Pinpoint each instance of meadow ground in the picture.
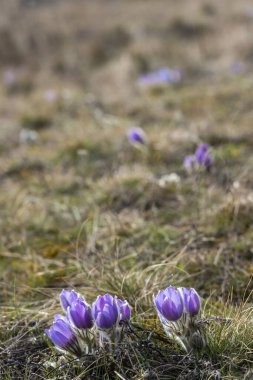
[0,0,253,380]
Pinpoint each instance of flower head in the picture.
[60,289,80,311]
[45,318,75,350]
[154,286,184,321]
[138,67,182,86]
[184,156,197,172]
[179,288,201,317]
[92,294,119,329]
[127,127,146,144]
[67,299,93,329]
[115,298,131,321]
[67,299,93,329]
[195,144,213,169]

■ Directions:
Please write out all the records again, replacing "Pinpoint" with "Locate" wherever it occurs and keeping everything else the same. Leave out the pictures.

■ Written solution:
Locate each instance of meadow ground in the picture.
[0,0,253,380]
Locate each instance of flower head in the picture.
[60,289,80,311]
[45,318,75,350]
[154,286,184,321]
[138,67,182,86]
[184,156,197,172]
[179,288,201,317]
[92,294,119,329]
[127,127,146,144]
[67,299,93,329]
[115,298,131,321]
[67,299,93,329]
[195,144,213,169]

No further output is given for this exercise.